◆ MATERIAL FOR THIS TASK ◆
[Start of Attachment]

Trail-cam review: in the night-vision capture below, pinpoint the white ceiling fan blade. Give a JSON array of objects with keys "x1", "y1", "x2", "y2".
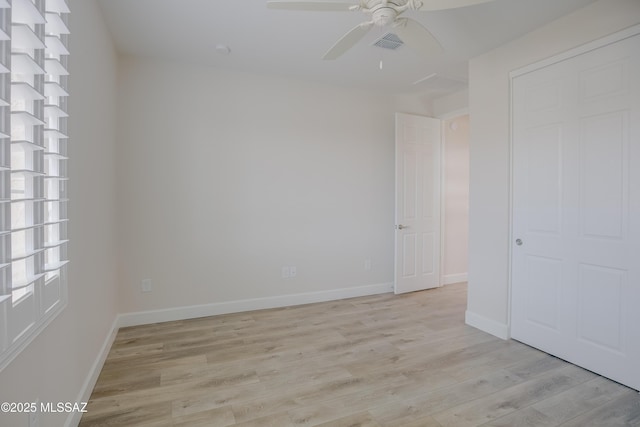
[
  {"x1": 323, "y1": 22, "x2": 374, "y2": 60},
  {"x1": 267, "y1": 1, "x2": 356, "y2": 11},
  {"x1": 416, "y1": 0, "x2": 495, "y2": 11},
  {"x1": 393, "y1": 18, "x2": 442, "y2": 58}
]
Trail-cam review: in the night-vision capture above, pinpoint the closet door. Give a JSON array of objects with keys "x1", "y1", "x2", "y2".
[{"x1": 511, "y1": 32, "x2": 640, "y2": 390}]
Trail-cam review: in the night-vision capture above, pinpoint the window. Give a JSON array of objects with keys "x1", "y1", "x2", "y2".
[{"x1": 0, "y1": 0, "x2": 69, "y2": 371}]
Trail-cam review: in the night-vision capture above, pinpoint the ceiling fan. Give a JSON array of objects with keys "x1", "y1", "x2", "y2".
[{"x1": 267, "y1": 0, "x2": 495, "y2": 59}]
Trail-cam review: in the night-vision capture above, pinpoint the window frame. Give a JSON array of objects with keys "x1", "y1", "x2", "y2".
[{"x1": 0, "y1": 0, "x2": 69, "y2": 372}]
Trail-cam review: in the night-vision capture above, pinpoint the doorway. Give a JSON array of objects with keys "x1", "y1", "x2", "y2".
[
  {"x1": 394, "y1": 112, "x2": 470, "y2": 293},
  {"x1": 442, "y1": 114, "x2": 470, "y2": 286}
]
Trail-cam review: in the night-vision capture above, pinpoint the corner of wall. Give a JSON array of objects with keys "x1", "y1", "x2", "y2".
[
  {"x1": 465, "y1": 310, "x2": 510, "y2": 340},
  {"x1": 433, "y1": 89, "x2": 469, "y2": 119}
]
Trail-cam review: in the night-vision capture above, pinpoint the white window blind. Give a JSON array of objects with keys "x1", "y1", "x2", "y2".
[{"x1": 0, "y1": 0, "x2": 69, "y2": 371}]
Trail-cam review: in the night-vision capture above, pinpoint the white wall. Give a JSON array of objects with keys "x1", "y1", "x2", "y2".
[
  {"x1": 0, "y1": 1, "x2": 119, "y2": 426},
  {"x1": 433, "y1": 89, "x2": 468, "y2": 118},
  {"x1": 467, "y1": 0, "x2": 640, "y2": 338},
  {"x1": 393, "y1": 92, "x2": 434, "y2": 117},
  {"x1": 443, "y1": 115, "x2": 469, "y2": 284},
  {"x1": 393, "y1": 89, "x2": 469, "y2": 119},
  {"x1": 116, "y1": 58, "x2": 396, "y2": 319}
]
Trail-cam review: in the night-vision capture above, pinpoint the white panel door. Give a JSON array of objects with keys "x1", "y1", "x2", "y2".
[
  {"x1": 395, "y1": 113, "x2": 441, "y2": 294},
  {"x1": 511, "y1": 33, "x2": 640, "y2": 390}
]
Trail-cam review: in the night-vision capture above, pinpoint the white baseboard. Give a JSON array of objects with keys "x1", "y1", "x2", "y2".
[
  {"x1": 118, "y1": 282, "x2": 394, "y2": 328},
  {"x1": 465, "y1": 310, "x2": 510, "y2": 340},
  {"x1": 65, "y1": 316, "x2": 119, "y2": 427},
  {"x1": 442, "y1": 273, "x2": 468, "y2": 286}
]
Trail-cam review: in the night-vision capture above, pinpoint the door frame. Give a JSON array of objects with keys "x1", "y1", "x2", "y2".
[
  {"x1": 507, "y1": 23, "x2": 640, "y2": 338},
  {"x1": 437, "y1": 108, "x2": 469, "y2": 287}
]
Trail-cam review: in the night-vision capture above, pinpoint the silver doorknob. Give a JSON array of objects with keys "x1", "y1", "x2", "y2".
[
  {"x1": 396, "y1": 224, "x2": 407, "y2": 230},
  {"x1": 516, "y1": 239, "x2": 523, "y2": 246}
]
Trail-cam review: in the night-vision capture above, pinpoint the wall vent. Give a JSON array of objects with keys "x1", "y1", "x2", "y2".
[{"x1": 373, "y1": 33, "x2": 404, "y2": 50}]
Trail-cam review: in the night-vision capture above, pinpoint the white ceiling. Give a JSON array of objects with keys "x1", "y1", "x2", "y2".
[{"x1": 97, "y1": 0, "x2": 598, "y2": 96}]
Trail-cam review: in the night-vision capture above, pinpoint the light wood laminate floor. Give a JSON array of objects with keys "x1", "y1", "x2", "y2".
[{"x1": 80, "y1": 283, "x2": 640, "y2": 427}]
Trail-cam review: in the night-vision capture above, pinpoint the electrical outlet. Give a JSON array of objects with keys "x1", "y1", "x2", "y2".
[
  {"x1": 289, "y1": 266, "x2": 297, "y2": 277},
  {"x1": 281, "y1": 267, "x2": 290, "y2": 279},
  {"x1": 141, "y1": 279, "x2": 152, "y2": 293},
  {"x1": 364, "y1": 259, "x2": 372, "y2": 271}
]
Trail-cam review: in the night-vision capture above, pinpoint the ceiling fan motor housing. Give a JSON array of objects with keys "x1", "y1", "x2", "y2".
[
  {"x1": 372, "y1": 7, "x2": 397, "y2": 26},
  {"x1": 365, "y1": 1, "x2": 412, "y2": 26}
]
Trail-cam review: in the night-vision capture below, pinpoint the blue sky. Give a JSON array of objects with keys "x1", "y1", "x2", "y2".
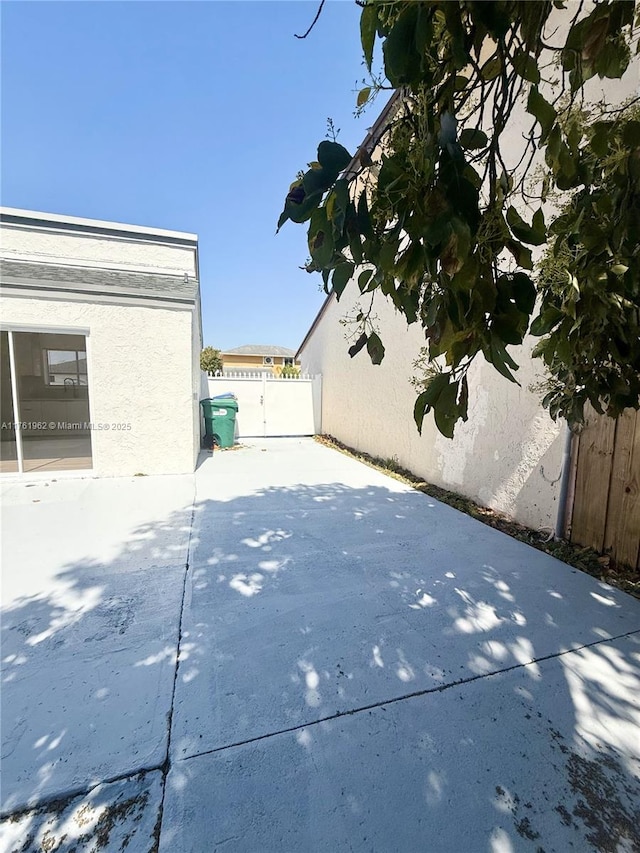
[{"x1": 1, "y1": 1, "x2": 380, "y2": 352}]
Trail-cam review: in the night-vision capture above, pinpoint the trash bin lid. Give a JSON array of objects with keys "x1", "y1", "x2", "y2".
[{"x1": 200, "y1": 396, "x2": 238, "y2": 411}]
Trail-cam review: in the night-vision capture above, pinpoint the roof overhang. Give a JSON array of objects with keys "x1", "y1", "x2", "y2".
[{"x1": 0, "y1": 207, "x2": 198, "y2": 246}]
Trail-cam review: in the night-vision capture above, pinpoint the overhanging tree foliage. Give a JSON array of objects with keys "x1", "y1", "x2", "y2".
[{"x1": 278, "y1": 0, "x2": 640, "y2": 437}]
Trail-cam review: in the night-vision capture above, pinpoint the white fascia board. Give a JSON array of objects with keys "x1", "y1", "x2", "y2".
[{"x1": 0, "y1": 207, "x2": 198, "y2": 243}]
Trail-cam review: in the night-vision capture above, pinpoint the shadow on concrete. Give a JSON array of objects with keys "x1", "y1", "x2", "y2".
[{"x1": 2, "y1": 478, "x2": 640, "y2": 851}]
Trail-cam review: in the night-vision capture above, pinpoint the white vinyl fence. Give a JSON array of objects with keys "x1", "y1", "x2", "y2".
[{"x1": 201, "y1": 371, "x2": 321, "y2": 438}]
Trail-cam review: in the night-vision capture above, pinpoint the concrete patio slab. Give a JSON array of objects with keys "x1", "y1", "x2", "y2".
[
  {"x1": 1, "y1": 474, "x2": 194, "y2": 817},
  {"x1": 0, "y1": 769, "x2": 162, "y2": 853},
  {"x1": 162, "y1": 634, "x2": 640, "y2": 853},
  {"x1": 2, "y1": 437, "x2": 639, "y2": 852},
  {"x1": 1, "y1": 564, "x2": 185, "y2": 815},
  {"x1": 1, "y1": 474, "x2": 194, "y2": 607},
  {"x1": 174, "y1": 442, "x2": 639, "y2": 761},
  {"x1": 193, "y1": 439, "x2": 397, "y2": 503},
  {"x1": 171, "y1": 544, "x2": 639, "y2": 761}
]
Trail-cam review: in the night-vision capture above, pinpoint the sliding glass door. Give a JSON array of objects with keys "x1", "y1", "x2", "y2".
[
  {"x1": 0, "y1": 331, "x2": 19, "y2": 473},
  {"x1": 0, "y1": 330, "x2": 93, "y2": 474}
]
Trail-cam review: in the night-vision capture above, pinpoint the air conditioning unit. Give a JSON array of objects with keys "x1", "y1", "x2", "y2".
[{"x1": 263, "y1": 356, "x2": 274, "y2": 365}]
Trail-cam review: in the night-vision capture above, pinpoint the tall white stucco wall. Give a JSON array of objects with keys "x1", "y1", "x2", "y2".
[
  {"x1": 1, "y1": 295, "x2": 198, "y2": 476},
  {"x1": 299, "y1": 286, "x2": 564, "y2": 532},
  {"x1": 0, "y1": 224, "x2": 197, "y2": 276}
]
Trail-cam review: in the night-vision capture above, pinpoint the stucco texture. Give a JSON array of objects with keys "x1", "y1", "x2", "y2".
[
  {"x1": 299, "y1": 288, "x2": 564, "y2": 531},
  {"x1": 1, "y1": 295, "x2": 198, "y2": 476}
]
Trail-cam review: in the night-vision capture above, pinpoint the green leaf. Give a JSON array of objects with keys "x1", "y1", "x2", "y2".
[
  {"x1": 347, "y1": 224, "x2": 363, "y2": 265},
  {"x1": 414, "y1": 373, "x2": 449, "y2": 433},
  {"x1": 493, "y1": 304, "x2": 528, "y2": 346},
  {"x1": 348, "y1": 333, "x2": 367, "y2": 359},
  {"x1": 486, "y1": 335, "x2": 520, "y2": 384},
  {"x1": 590, "y1": 121, "x2": 613, "y2": 157},
  {"x1": 459, "y1": 128, "x2": 488, "y2": 150},
  {"x1": 358, "y1": 269, "x2": 374, "y2": 292},
  {"x1": 414, "y1": 5, "x2": 433, "y2": 62},
  {"x1": 512, "y1": 272, "x2": 537, "y2": 315},
  {"x1": 308, "y1": 207, "x2": 334, "y2": 267},
  {"x1": 434, "y1": 380, "x2": 459, "y2": 438},
  {"x1": 531, "y1": 337, "x2": 553, "y2": 360},
  {"x1": 366, "y1": 331, "x2": 385, "y2": 365},
  {"x1": 530, "y1": 307, "x2": 563, "y2": 336},
  {"x1": 278, "y1": 182, "x2": 323, "y2": 228},
  {"x1": 506, "y1": 206, "x2": 546, "y2": 246},
  {"x1": 326, "y1": 178, "x2": 349, "y2": 237},
  {"x1": 424, "y1": 215, "x2": 452, "y2": 248},
  {"x1": 379, "y1": 238, "x2": 399, "y2": 272},
  {"x1": 357, "y1": 87, "x2": 371, "y2": 108},
  {"x1": 383, "y1": 4, "x2": 421, "y2": 86},
  {"x1": 380, "y1": 274, "x2": 395, "y2": 297},
  {"x1": 481, "y1": 54, "x2": 502, "y2": 81},
  {"x1": 360, "y1": 3, "x2": 377, "y2": 71},
  {"x1": 623, "y1": 120, "x2": 640, "y2": 147},
  {"x1": 443, "y1": 2, "x2": 469, "y2": 69},
  {"x1": 397, "y1": 240, "x2": 426, "y2": 288},
  {"x1": 527, "y1": 87, "x2": 556, "y2": 143},
  {"x1": 532, "y1": 207, "x2": 546, "y2": 239},
  {"x1": 277, "y1": 209, "x2": 289, "y2": 231},
  {"x1": 594, "y1": 38, "x2": 630, "y2": 79},
  {"x1": 357, "y1": 192, "x2": 373, "y2": 238},
  {"x1": 395, "y1": 283, "x2": 420, "y2": 325},
  {"x1": 471, "y1": 1, "x2": 511, "y2": 38},
  {"x1": 413, "y1": 391, "x2": 430, "y2": 434},
  {"x1": 331, "y1": 262, "x2": 354, "y2": 299},
  {"x1": 512, "y1": 50, "x2": 540, "y2": 83},
  {"x1": 611, "y1": 263, "x2": 629, "y2": 275},
  {"x1": 458, "y1": 375, "x2": 469, "y2": 422},
  {"x1": 302, "y1": 167, "x2": 333, "y2": 198},
  {"x1": 317, "y1": 141, "x2": 352, "y2": 177},
  {"x1": 505, "y1": 239, "x2": 534, "y2": 270}
]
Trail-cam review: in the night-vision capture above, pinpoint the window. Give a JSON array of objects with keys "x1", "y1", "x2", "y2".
[
  {"x1": 44, "y1": 349, "x2": 87, "y2": 386},
  {"x1": 263, "y1": 356, "x2": 274, "y2": 365},
  {"x1": 284, "y1": 358, "x2": 294, "y2": 367}
]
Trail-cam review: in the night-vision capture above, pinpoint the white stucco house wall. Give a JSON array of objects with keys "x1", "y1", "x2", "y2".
[
  {"x1": 298, "y1": 284, "x2": 565, "y2": 533},
  {"x1": 0, "y1": 207, "x2": 202, "y2": 477}
]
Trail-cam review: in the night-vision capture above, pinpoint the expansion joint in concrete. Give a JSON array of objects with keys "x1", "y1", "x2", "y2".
[
  {"x1": 154, "y1": 492, "x2": 197, "y2": 840},
  {"x1": 178, "y1": 626, "x2": 640, "y2": 764}
]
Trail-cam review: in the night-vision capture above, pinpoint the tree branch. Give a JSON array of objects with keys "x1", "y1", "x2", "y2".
[{"x1": 295, "y1": 0, "x2": 326, "y2": 39}]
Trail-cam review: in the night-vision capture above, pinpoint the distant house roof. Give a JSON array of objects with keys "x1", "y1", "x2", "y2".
[
  {"x1": 223, "y1": 345, "x2": 296, "y2": 357},
  {"x1": 49, "y1": 356, "x2": 88, "y2": 374}
]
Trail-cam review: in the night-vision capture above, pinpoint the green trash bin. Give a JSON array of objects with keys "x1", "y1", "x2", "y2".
[{"x1": 201, "y1": 397, "x2": 239, "y2": 449}]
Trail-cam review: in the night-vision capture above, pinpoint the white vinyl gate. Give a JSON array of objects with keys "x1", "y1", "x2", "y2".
[{"x1": 203, "y1": 372, "x2": 321, "y2": 438}]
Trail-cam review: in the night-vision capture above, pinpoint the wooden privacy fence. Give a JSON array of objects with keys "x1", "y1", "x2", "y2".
[{"x1": 569, "y1": 407, "x2": 640, "y2": 569}]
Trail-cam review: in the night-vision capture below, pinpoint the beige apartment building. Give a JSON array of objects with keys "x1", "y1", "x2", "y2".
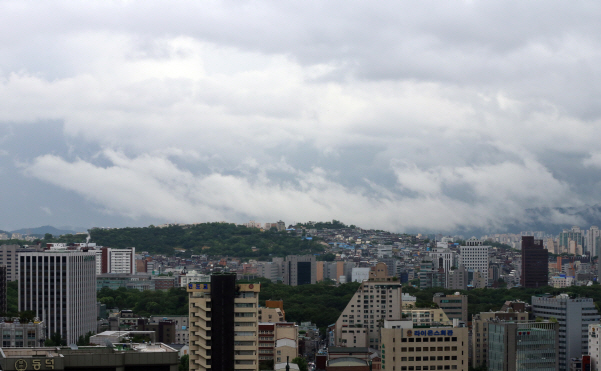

[End of Attachment]

Write the lines out again exactly, beginning at the one containing "pinpoint the wooden" and ending with the last line of the entries, but without any pictures.

Trail-cam review: in the night-vision capture above, pinpoint the wooden privacy fence. Give a JSON array of objects with keys "x1", "y1", "x2", "y2".
[{"x1": 569, "y1": 407, "x2": 640, "y2": 569}]
Trail-cam review: in the night-vision capture below, pinpoint the beige apartment building. Give a JSON array of objects with keys "x1", "y1", "x2", "y2".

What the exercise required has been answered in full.